• **TRECHO DO TEXTO**:

● ● ●

Tereza Lajolo - Me deixou estarrecida que as pessoas na manifestação não perceberam o elemento fundamental: estão vivendo em uma democracia. Eles dizem que naquela época era melhor, mas o simples fato de passar um abaixo-assinado era motivo para você ser presa, porque estava se manifestando contra o governo. E no domingo ninguém reprimiu. Eles tiveram essa liberdade, todos podem criticar o governo. Por que alguém quer a volta de uma coisa dessas? Não estamos conseguindo dar uma resposta a um momento complicado do ponto de vista econômico e político. É necessário fazer o povo entender essa realidade, saber quais são suas bandeiras e como se posicionar nesses momentos. A crise existe, assim como em outros períodos do Brasil. Sem resposta do governo, as pessoas dizem "tira esse e coloca outro", mas coloca outro para quê? Você quer a ditadura, mas para quê? E a economia? Outras questões devem ser discutidas.

O que faz as pessoas se manifestarem a favor de uma opção tão extrema como a intervenção militar?

● ● ●

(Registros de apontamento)
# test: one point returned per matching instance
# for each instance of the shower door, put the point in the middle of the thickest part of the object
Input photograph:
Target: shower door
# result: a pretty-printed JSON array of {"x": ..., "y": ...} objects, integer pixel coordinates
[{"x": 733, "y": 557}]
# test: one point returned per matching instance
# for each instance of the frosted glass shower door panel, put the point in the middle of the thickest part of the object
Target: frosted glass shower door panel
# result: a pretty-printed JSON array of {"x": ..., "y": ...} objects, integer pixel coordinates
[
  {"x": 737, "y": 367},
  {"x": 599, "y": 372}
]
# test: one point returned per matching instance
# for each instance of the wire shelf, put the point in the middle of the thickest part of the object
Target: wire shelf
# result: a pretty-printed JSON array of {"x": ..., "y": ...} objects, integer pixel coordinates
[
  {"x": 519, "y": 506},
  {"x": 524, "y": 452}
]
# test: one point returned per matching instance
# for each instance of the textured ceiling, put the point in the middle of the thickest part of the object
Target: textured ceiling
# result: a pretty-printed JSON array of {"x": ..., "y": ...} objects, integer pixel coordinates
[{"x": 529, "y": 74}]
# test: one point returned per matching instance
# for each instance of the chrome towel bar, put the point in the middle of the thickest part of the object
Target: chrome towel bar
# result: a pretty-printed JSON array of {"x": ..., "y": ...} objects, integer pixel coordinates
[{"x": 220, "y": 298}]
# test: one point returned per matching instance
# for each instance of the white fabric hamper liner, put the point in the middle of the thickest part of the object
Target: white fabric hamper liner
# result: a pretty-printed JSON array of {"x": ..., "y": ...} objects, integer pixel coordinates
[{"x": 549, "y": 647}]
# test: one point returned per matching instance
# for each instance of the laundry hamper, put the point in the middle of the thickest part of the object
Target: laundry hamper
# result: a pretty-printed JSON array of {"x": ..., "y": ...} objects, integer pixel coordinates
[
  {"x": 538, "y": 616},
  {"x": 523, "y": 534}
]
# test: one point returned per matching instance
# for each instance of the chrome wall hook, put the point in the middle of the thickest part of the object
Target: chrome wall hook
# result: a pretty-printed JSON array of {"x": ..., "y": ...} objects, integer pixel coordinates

● ● ●

• **ENUNCIADOS DO EXERCÍCIO**:
1. Como fica, em forma de lista mais curta e com os fatos principais preservados, o parágrafo do trecho sobre as manifestações que começa com "Tereza Lajolo - Me deixou estarrecida"?
2. Que continuação você escreveria para o trecho sobre as manifestações, prosseguindo a partir do ponto em que ele termina?

• **RESPOSTAS ESPERADAS**:
1.
- Tereza Lajolo ficou estarrecida porque os manifestantes não perceberam que vivem em uma democracia.
- Eles dizem que naquela época era melhor, mas então passar um abaixo-assinado contra o governo era motivo de prisão.
- No domingo ninguém foi reprimido: todos podem criticar o governo.
- Falta resposta a um momento econômico e político complicado. É preciso que o povo entenda essa realidade, conheça suas bandeiras e saiba se posicionar.
- A crise existe, como em outros períodos do Brasil. Sem resposta do governo, as pessoas pedem para trocar quem governa, sem dizer para quê.
- Ela pergunta para que querer a ditadura e defende que se discutam outras questões, como a economia.

2.
Audálio Dantas - Observa-se uma profunda ignorância de história na maioria das pessoas que participaram da manifestação, não só aqueles que pedem o retorno dos militares. Não há o entendimento do que o país está vivendo e do que a ditadura militar representou de atrasos. São pessoas muito bem postas na vida que dizem coisas reveladoras da profunda ignorância ou da falta de respeito com a história do país. Não entendem que soluções não passam simplesmente pela substituição de um governante.

Fermino Fecchio - A gente tem que relativizar essa manifestação. Estamos falando de um protesto na avenida Paulista. Não vi em outro lugar símbolos fascistas. Fazem passeata numa cidade que sequestrou, torturou e matou. Se eu pegar essa lista aqui [de desaparecidos políticos], cito um exemplo. Virgílio está sepultado num cemitério de São Paulo há 46 anos. Foi sequestrado, torturado, assassinado e sepultado como indigente em um cemitério público da cidade, com a conivência de muitas dessas classes que se manifestaram lá. Aliás, com o dinheiro dessas classes que sustentavam esses mecanismos. Virgílio está há 46 anos sepultado e até hoje o poder público não devolveu os restos mortais para família. Quem contou essa história para os que estavam lá [na manifestação]? Eles também são vítimas do mesmo Estado que institucionalizou o terror como política pública. O Estado não dá informação. Quem são os professores que contam isso para seus alunos?

Ariana Iara/Divulgação
Tereza Lajolo, membro da comissão da prefeitura de São Paulo
Tereza Lajolo, membro da comissão da prefeitura de São Paulo

Como criar uma consciência sobre a ditadura e como a comissão colabora para isso?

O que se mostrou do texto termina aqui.